▶ [Assignment 1]: Write out the blog excerpt on non-compliance word for word, taking everything from "Not only do" down to "suggested care plan.".
▶ [Assignment 2]: Extend the blog excerpt on non-compliance with the passage that follows its final sentence.

▶ [Excerpt provided]:
◆ ◆ ◆

Not only do I have the opportunity to participate and write blogs for this site; but I also peruse the diabetes site and learn from my co-bloggers. Today I read a blog written by one of our colleagues discussing "non-compliance" in terms of the doctor-patient relationship. I am aware that this blog related primarily to adult patient-doctor relationships; but I think there was enough discussion to merit "noncompliance" from the pediatric perspective. My psychosocial colleagues have suggested that we eliminate the term noncompliance and replace with "non-adherence." There is an important subtle difference. Non-compliance implies that the patient/family is willingly not complying with the suggested care plan; whereas non-adherence suggests that the patient/family is having difficulty with the suggested care plan.

◆ ◆ ◆

▶ [Information given]:
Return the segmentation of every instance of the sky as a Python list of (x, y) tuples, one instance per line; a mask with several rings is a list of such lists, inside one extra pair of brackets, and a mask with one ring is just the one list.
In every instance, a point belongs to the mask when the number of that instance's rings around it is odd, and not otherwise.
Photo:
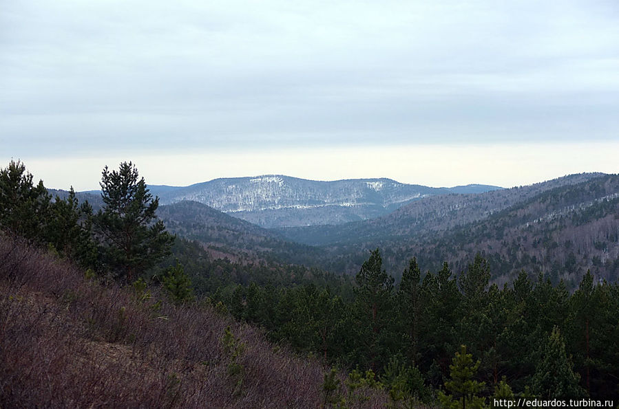
[(0, 166), (48, 187), (616, 173), (618, 113), (616, 0), (0, 7)]

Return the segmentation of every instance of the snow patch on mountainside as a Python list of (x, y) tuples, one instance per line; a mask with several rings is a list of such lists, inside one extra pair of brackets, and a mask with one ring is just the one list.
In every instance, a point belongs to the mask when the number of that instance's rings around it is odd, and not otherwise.
[(366, 181), (366, 183), (368, 184), (368, 188), (377, 192), (381, 190), (384, 186), (384, 184), (381, 181)]

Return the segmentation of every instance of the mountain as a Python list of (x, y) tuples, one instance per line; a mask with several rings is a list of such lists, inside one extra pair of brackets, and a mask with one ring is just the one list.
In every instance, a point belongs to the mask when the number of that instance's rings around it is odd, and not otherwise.
[[(175, 306), (158, 289), (101, 284), (1, 235), (0, 259), (2, 408), (324, 403), (324, 362), (269, 342), (208, 302)], [(386, 392), (365, 396), (368, 407), (387, 405)]]
[(443, 261), (457, 272), (470, 255), (489, 260), (495, 282), (524, 269), (574, 288), (590, 269), (619, 278), (619, 175), (581, 174), (478, 195), (429, 197), (379, 219), (341, 226), (280, 230), (288, 239), (321, 244), (324, 265), (355, 272), (379, 247), (397, 275), (417, 258), (423, 269)]
[(581, 173), (479, 194), (428, 197), (372, 220), (340, 225), (280, 228), (276, 231), (293, 241), (310, 245), (337, 245), (408, 238), (420, 232), (448, 230), (481, 220), (541, 192), (603, 175), (603, 173)]
[(320, 256), (316, 247), (286, 241), (275, 232), (196, 201), (160, 206), (157, 216), (168, 231), (200, 241), (214, 258), (313, 265)]
[(430, 188), (390, 179), (320, 181), (270, 175), (216, 179), (185, 187), (149, 185), (160, 204), (193, 201), (264, 228), (342, 224), (378, 217), (428, 196), (501, 189)]

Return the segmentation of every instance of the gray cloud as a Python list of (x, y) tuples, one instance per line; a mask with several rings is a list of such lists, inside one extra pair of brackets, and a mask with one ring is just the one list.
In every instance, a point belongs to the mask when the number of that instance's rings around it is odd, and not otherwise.
[(616, 1), (8, 0), (0, 27), (5, 155), (619, 131)]

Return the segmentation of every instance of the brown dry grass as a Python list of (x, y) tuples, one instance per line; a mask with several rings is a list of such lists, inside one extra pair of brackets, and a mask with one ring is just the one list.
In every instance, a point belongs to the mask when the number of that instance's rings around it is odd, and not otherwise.
[[(204, 306), (107, 285), (0, 237), (0, 407), (317, 408), (326, 369)], [(225, 328), (246, 344), (229, 375)], [(237, 388), (239, 379), (240, 387)], [(366, 407), (384, 394), (368, 392)]]

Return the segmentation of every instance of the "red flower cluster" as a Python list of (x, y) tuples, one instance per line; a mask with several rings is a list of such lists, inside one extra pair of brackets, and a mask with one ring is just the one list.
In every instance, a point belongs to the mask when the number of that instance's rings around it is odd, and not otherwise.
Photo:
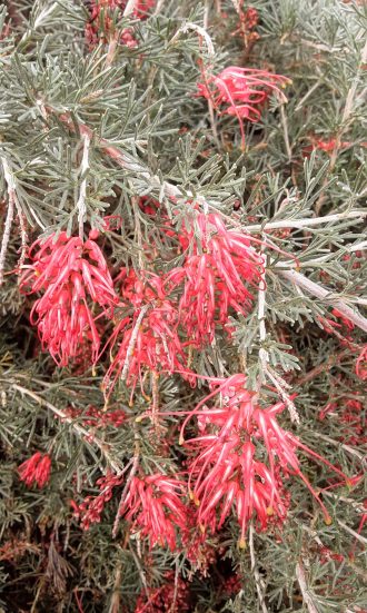
[(51, 474), (50, 456), (36, 452), (18, 467), (18, 474), (20, 481), (23, 481), (27, 487), (32, 485), (37, 485), (39, 488), (44, 487)]
[[(122, 269), (118, 283), (121, 283), (122, 305), (132, 313), (123, 317), (116, 326), (110, 347), (118, 350), (105, 377), (106, 389), (112, 388), (128, 365), (126, 380), (132, 386), (142, 380), (142, 370), (181, 370), (186, 364), (185, 344), (178, 335), (178, 309), (165, 289), (165, 278), (153, 273)], [(141, 309), (146, 313), (138, 323)]]
[(101, 521), (101, 515), (113, 494), (113, 488), (121, 485), (122, 477), (107, 474), (100, 477), (97, 482), (100, 494), (97, 496), (87, 496), (81, 504), (70, 501), (70, 506), (73, 510), (75, 517), (80, 518), (80, 525), (83, 530), (89, 530), (91, 524), (98, 524)]
[(21, 283), (29, 294), (43, 293), (30, 316), (38, 326), (42, 348), (49, 349), (59, 366), (66, 366), (87, 342), (91, 344), (95, 363), (100, 336), (88, 297), (105, 315), (118, 303), (102, 251), (91, 239), (83, 243), (61, 233), (44, 243), (36, 240), (29, 257), (32, 265)]
[[(150, 9), (155, 7), (156, 0), (137, 0), (133, 11), (129, 17), (145, 19)], [(87, 42), (95, 47), (100, 41), (108, 42), (116, 34), (113, 13), (122, 17), (127, 0), (92, 0), (89, 22), (86, 26)], [(123, 28), (117, 32), (119, 42), (127, 47), (136, 47), (132, 28)]]
[[(258, 288), (264, 260), (240, 231), (228, 230), (217, 214), (199, 212), (184, 228), (181, 241), (190, 250), (184, 266), (167, 276), (168, 286), (184, 284), (179, 317), (196, 347), (211, 343), (216, 325), (228, 323), (229, 309), (247, 315)], [(198, 237), (198, 241), (196, 241)]]
[(281, 102), (287, 101), (280, 88), (290, 83), (290, 79), (256, 68), (229, 66), (219, 75), (205, 77), (198, 83), (197, 96), (210, 100), (221, 115), (235, 115), (241, 130), (245, 147), (244, 120), (257, 122), (261, 119), (259, 107), (275, 93)]
[[(321, 506), (326, 522), (330, 521), (325, 505), (301, 472), (296, 455), (298, 448), (346, 478), (338, 468), (279, 426), (277, 415), (285, 408), (282, 403), (260, 408), (256, 394), (247, 390), (245, 384), (244, 375), (214, 379), (214, 392), (191, 413), (198, 415), (199, 436), (186, 443), (196, 451), (189, 469), (189, 488), (202, 530), (209, 527), (214, 532), (220, 527), (236, 505), (241, 528), (240, 546), (245, 546), (247, 527), (254, 516), (259, 530), (266, 530), (269, 521), (285, 520), (289, 500), (281, 476), (298, 476)], [(217, 394), (220, 394), (220, 407), (204, 407), (199, 412), (204, 403)], [(265, 454), (267, 463), (257, 459), (258, 454), (260, 457)]]
[(141, 531), (150, 546), (167, 542), (176, 548), (176, 527), (186, 530), (186, 507), (181, 501), (184, 484), (159, 473), (132, 477), (129, 492), (120, 508), (121, 516), (132, 522), (133, 531)]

◆ ◆ ◆

▶ [Written answer 1]:
Not only do I have the opportunity to participate and write blogs for this site; but I also peruse the diabetes site and learn from my co-bloggers. Today I read a blog written by one of our colleagues discussing "non-compliance" in terms of the doctor-patient relationship. I am aware that this blog related primarily to adult patient-doctor relationships; but I think there was enough discussion to merit "noncompliance" from the pediatric perspective. My psychosocial colleagues have suggested that we eliminate the term noncompliance and replace with "non-adherence." There is an important subtle difference. Non-compliance implies that the patient/family is willingly not complying with the suggested care plan; whereas non-adherence suggests that the patient/family is having difficulty with the suggested care plan.

▶ [Written answer 2]:
Several of the comments appropriately pointed out that not enough time is spent with the doctor/diabetes team to define a mutually agreeable treatment plan. Clearly this is a major problem with our present healthcare system. So, how can we, as diabetes healthcare providers, prevent ourselves from non-compliance as mentioned in one of the comments (or rather non-adherence) given the time-constraints that plague our attempts to provide the best health care?
Clearly, the answer must lie in teamwork. To get the most information out of our visits together, the child/teen/caregiver must come to the appointment prepared with an agenda. During the visit, the healthcare provider will discuss the objective information gleaned from blood sugars, physical examination, and laboratory evaluation. It is then expected that the patient/family discuss issues pertinent to their concerns as well as clarify the information presented during the office visit. Communication between patient/family and physician/diabetes team is essential. There is a significant amount of "give and take" during these visits and care plans are negotiated between the patient/family and healthcare provider. At the conclusion of the visit, we generally hammer out two to four goals that have been mutually agreed upon by the child/teen and responsible caregiver.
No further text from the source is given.